(Your objective): Give a verbatim repeat of the lines that run from the line containing "Where can the australian" to the end of the data below.

(Image object location entries):
******************************
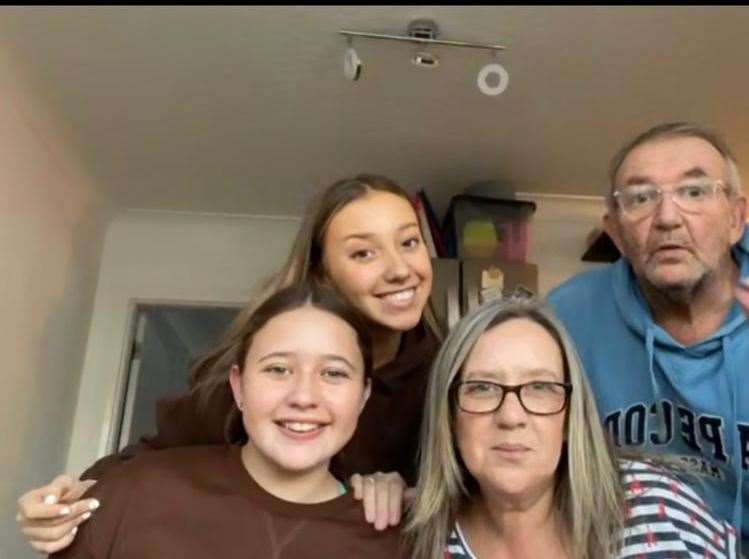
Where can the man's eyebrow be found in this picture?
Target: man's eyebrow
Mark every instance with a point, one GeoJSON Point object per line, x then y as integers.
{"type": "Point", "coordinates": [693, 173]}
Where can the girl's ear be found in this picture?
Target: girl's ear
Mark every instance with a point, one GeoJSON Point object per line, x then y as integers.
{"type": "Point", "coordinates": [235, 380]}
{"type": "Point", "coordinates": [366, 393]}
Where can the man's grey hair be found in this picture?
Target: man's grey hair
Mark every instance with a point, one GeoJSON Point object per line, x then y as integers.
{"type": "Point", "coordinates": [675, 130]}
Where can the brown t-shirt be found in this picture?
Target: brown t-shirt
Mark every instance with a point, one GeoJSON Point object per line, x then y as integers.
{"type": "Point", "coordinates": [386, 438]}
{"type": "Point", "coordinates": [199, 502]}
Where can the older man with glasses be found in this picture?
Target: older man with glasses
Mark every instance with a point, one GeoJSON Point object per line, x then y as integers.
{"type": "Point", "coordinates": [661, 332]}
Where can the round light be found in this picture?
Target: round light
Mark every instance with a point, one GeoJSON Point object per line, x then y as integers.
{"type": "Point", "coordinates": [351, 64]}
{"type": "Point", "coordinates": [490, 70]}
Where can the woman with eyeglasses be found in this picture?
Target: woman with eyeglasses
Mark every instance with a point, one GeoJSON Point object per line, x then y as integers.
{"type": "Point", "coordinates": [515, 463]}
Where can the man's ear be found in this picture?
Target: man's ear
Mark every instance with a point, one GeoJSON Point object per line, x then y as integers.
{"type": "Point", "coordinates": [235, 380]}
{"type": "Point", "coordinates": [738, 217]}
{"type": "Point", "coordinates": [611, 226]}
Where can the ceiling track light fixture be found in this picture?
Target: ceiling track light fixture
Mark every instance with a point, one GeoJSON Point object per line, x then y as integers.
{"type": "Point", "coordinates": [424, 32]}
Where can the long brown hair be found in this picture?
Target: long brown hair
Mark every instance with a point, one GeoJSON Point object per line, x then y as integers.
{"type": "Point", "coordinates": [303, 265]}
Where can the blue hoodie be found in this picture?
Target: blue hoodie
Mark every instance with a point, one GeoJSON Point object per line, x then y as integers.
{"type": "Point", "coordinates": [657, 395]}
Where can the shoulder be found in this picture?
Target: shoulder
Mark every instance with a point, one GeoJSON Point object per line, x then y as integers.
{"type": "Point", "coordinates": [661, 508]}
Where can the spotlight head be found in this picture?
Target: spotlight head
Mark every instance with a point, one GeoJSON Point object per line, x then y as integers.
{"type": "Point", "coordinates": [493, 71]}
{"type": "Point", "coordinates": [352, 64]}
{"type": "Point", "coordinates": [425, 60]}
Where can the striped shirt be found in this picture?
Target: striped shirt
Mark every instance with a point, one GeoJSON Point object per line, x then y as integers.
{"type": "Point", "coordinates": [665, 519]}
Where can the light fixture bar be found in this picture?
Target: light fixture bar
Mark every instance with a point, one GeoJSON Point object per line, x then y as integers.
{"type": "Point", "coordinates": [408, 39]}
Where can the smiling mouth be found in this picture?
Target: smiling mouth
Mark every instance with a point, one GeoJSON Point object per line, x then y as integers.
{"type": "Point", "coordinates": [511, 448]}
{"type": "Point", "coordinates": [300, 427]}
{"type": "Point", "coordinates": [401, 298]}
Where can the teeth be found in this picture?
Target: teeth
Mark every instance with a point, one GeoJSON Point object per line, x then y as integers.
{"type": "Point", "coordinates": [299, 427]}
{"type": "Point", "coordinates": [400, 296]}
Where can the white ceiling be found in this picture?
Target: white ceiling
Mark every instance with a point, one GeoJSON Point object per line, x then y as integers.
{"type": "Point", "coordinates": [246, 109]}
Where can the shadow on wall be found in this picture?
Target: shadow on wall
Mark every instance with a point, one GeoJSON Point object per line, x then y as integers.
{"type": "Point", "coordinates": [52, 293]}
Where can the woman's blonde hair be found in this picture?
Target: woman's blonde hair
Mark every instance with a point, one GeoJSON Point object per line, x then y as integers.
{"type": "Point", "coordinates": [589, 499]}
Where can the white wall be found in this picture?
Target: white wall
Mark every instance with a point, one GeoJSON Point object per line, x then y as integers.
{"type": "Point", "coordinates": [51, 232]}
{"type": "Point", "coordinates": [195, 257]}
{"type": "Point", "coordinates": [164, 256]}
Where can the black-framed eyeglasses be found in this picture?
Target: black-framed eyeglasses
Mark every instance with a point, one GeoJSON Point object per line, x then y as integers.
{"type": "Point", "coordinates": [536, 397]}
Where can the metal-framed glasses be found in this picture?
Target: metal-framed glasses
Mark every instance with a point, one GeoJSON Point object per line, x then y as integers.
{"type": "Point", "coordinates": [691, 196]}
{"type": "Point", "coordinates": [536, 397]}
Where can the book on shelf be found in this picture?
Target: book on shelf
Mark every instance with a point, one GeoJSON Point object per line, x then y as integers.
{"type": "Point", "coordinates": [426, 230]}
{"type": "Point", "coordinates": [434, 228]}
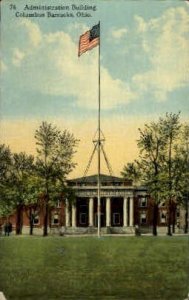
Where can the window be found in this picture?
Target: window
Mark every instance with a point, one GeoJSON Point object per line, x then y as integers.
{"type": "Point", "coordinates": [143, 202]}
{"type": "Point", "coordinates": [116, 218]}
{"type": "Point", "coordinates": [55, 219]}
{"type": "Point", "coordinates": [143, 219]}
{"type": "Point", "coordinates": [36, 220]}
{"type": "Point", "coordinates": [162, 217]}
{"type": "Point", "coordinates": [83, 218]}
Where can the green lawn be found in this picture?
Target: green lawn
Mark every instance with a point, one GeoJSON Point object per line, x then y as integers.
{"type": "Point", "coordinates": [53, 268]}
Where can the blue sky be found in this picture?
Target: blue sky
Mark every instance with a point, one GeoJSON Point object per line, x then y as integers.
{"type": "Point", "coordinates": [144, 70]}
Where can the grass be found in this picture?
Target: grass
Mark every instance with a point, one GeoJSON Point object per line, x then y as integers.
{"type": "Point", "coordinates": [131, 268]}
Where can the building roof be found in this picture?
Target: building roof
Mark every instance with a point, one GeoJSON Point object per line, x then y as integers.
{"type": "Point", "coordinates": [104, 179]}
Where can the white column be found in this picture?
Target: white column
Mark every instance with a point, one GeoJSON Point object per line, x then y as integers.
{"type": "Point", "coordinates": [67, 214]}
{"type": "Point", "coordinates": [73, 215]}
{"type": "Point", "coordinates": [91, 212]}
{"type": "Point", "coordinates": [125, 212]}
{"type": "Point", "coordinates": [131, 211]}
{"type": "Point", "coordinates": [108, 212]}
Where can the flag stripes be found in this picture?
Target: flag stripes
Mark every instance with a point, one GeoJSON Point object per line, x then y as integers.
{"type": "Point", "coordinates": [86, 43]}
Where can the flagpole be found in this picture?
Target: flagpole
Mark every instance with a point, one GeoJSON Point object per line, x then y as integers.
{"type": "Point", "coordinates": [99, 140]}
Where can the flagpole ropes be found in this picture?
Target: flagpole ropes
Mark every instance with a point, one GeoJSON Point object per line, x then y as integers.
{"type": "Point", "coordinates": [99, 141]}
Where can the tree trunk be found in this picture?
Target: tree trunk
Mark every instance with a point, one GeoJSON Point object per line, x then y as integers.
{"type": "Point", "coordinates": [186, 217]}
{"type": "Point", "coordinates": [19, 219]}
{"type": "Point", "coordinates": [174, 211]}
{"type": "Point", "coordinates": [169, 219]}
{"type": "Point", "coordinates": [155, 219]}
{"type": "Point", "coordinates": [31, 221]}
{"type": "Point", "coordinates": [46, 216]}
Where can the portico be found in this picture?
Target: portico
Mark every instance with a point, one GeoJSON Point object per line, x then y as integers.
{"type": "Point", "coordinates": [117, 203]}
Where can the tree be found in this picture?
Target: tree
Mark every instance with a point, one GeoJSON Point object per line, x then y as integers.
{"type": "Point", "coordinates": [55, 151]}
{"type": "Point", "coordinates": [5, 167]}
{"type": "Point", "coordinates": [152, 151]}
{"type": "Point", "coordinates": [22, 169]}
{"type": "Point", "coordinates": [182, 170]}
{"type": "Point", "coordinates": [170, 127]}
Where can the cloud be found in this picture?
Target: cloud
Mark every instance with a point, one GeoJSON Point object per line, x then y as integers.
{"type": "Point", "coordinates": [119, 33]}
{"type": "Point", "coordinates": [165, 40]}
{"type": "Point", "coordinates": [32, 30]}
{"type": "Point", "coordinates": [48, 63]}
{"type": "Point", "coordinates": [3, 66]}
{"type": "Point", "coordinates": [18, 56]}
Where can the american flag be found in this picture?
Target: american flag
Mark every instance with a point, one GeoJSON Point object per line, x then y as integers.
{"type": "Point", "coordinates": [89, 39]}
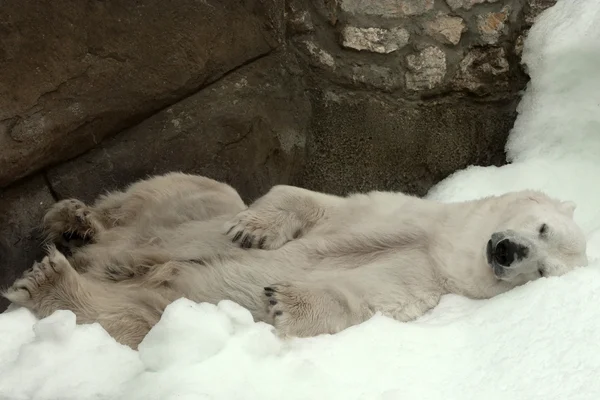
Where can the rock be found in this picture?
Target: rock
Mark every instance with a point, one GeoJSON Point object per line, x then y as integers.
{"type": "Point", "coordinates": [376, 40]}
{"type": "Point", "coordinates": [483, 70]}
{"type": "Point", "coordinates": [535, 8]}
{"type": "Point", "coordinates": [427, 69]}
{"type": "Point", "coordinates": [299, 20]}
{"type": "Point", "coordinates": [387, 8]}
{"type": "Point", "coordinates": [365, 141]}
{"type": "Point", "coordinates": [75, 72]}
{"type": "Point", "coordinates": [318, 56]}
{"type": "Point", "coordinates": [520, 43]}
{"type": "Point", "coordinates": [248, 129]}
{"type": "Point", "coordinates": [446, 29]}
{"type": "Point", "coordinates": [466, 4]}
{"type": "Point", "coordinates": [492, 25]}
{"type": "Point", "coordinates": [22, 207]}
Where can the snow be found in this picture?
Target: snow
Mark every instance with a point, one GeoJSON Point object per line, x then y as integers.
{"type": "Point", "coordinates": [539, 341]}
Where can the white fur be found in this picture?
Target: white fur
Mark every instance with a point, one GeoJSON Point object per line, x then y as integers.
{"type": "Point", "coordinates": [327, 262]}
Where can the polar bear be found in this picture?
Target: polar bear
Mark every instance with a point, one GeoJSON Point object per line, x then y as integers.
{"type": "Point", "coordinates": [308, 263]}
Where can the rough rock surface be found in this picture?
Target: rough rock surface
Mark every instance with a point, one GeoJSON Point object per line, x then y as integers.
{"type": "Point", "coordinates": [332, 95]}
{"type": "Point", "coordinates": [445, 28]}
{"type": "Point", "coordinates": [360, 141]}
{"type": "Point", "coordinates": [248, 129]}
{"type": "Point", "coordinates": [387, 8]}
{"type": "Point", "coordinates": [75, 72]}
{"type": "Point", "coordinates": [426, 69]}
{"type": "Point", "coordinates": [376, 40]}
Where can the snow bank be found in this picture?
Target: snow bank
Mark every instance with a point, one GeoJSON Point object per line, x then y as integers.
{"type": "Point", "coordinates": [539, 341]}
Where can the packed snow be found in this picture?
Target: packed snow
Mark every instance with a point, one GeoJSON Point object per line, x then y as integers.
{"type": "Point", "coordinates": [539, 341]}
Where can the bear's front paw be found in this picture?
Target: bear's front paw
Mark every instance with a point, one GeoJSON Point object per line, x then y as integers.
{"type": "Point", "coordinates": [263, 230]}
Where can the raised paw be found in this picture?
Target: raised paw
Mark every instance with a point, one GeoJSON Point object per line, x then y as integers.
{"type": "Point", "coordinates": [38, 281]}
{"type": "Point", "coordinates": [263, 230]}
{"type": "Point", "coordinates": [70, 223]}
{"type": "Point", "coordinates": [291, 310]}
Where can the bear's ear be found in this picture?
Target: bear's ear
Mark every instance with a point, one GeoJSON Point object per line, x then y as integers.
{"type": "Point", "coordinates": [568, 207]}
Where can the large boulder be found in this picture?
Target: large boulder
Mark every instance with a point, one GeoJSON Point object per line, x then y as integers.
{"type": "Point", "coordinates": [248, 129]}
{"type": "Point", "coordinates": [73, 72]}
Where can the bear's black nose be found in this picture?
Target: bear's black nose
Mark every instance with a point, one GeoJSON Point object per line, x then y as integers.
{"type": "Point", "coordinates": [507, 251]}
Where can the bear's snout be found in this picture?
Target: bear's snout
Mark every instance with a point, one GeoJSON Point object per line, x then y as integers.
{"type": "Point", "coordinates": [503, 252]}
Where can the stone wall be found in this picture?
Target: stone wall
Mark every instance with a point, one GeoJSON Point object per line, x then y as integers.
{"type": "Point", "coordinates": [333, 95]}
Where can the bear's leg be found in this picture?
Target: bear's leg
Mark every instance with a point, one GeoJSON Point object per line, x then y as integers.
{"type": "Point", "coordinates": [303, 309]}
{"type": "Point", "coordinates": [126, 313]}
{"type": "Point", "coordinates": [283, 214]}
{"type": "Point", "coordinates": [71, 223]}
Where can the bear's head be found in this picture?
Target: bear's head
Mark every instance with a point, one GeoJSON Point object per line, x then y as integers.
{"type": "Point", "coordinates": [538, 237]}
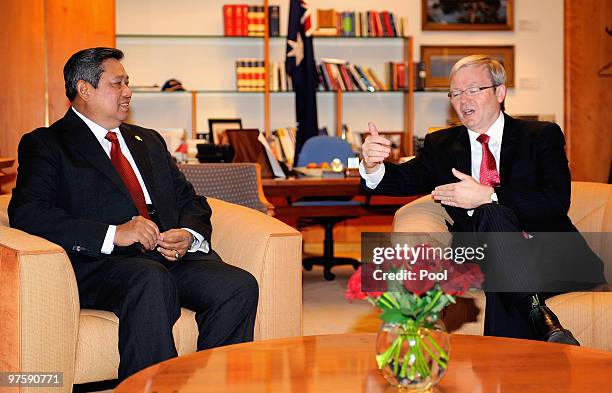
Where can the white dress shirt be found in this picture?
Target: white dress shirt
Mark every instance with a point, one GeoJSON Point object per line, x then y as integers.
{"type": "Point", "coordinates": [495, 133]}
{"type": "Point", "coordinates": [199, 243]}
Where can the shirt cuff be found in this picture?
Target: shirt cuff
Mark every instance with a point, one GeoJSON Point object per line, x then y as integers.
{"type": "Point", "coordinates": [372, 179]}
{"type": "Point", "coordinates": [199, 243]}
{"type": "Point", "coordinates": [108, 245]}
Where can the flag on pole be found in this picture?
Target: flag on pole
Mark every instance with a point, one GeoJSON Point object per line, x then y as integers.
{"type": "Point", "coordinates": [301, 66]}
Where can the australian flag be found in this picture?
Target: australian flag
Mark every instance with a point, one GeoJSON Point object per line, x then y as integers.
{"type": "Point", "coordinates": [301, 66]}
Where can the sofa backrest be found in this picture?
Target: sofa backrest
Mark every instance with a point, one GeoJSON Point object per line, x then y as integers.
{"type": "Point", "coordinates": [4, 200]}
{"type": "Point", "coordinates": [590, 211]}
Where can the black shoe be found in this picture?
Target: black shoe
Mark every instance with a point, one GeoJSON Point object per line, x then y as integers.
{"type": "Point", "coordinates": [546, 325]}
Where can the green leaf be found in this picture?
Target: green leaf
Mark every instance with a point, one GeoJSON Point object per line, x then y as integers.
{"type": "Point", "coordinates": [393, 316]}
******************************
(Solution below):
Where can the australian flag be found in this picture?
Target: australian flag
Mark every instance with a point, one GeoJSON Point object per line, x then y as integers.
{"type": "Point", "coordinates": [301, 66]}
Where can the sofa backrest be found in this picture?
Target: sofa backrest
Mark every instance with a point, one GeoJSON Point object per line, x then y as integers.
{"type": "Point", "coordinates": [4, 200]}
{"type": "Point", "coordinates": [590, 211]}
Where can the black shoe be found in this picture?
Target: black shoe
Mark every instance with a point, one GeoJSON Point object per line, x then y as integers.
{"type": "Point", "coordinates": [546, 325]}
Where can the green leaf be found in this picture?
Target: green leaf
Mark every instance with a point, one GeoJSON Point object per line, x then y as integers.
{"type": "Point", "coordinates": [393, 316]}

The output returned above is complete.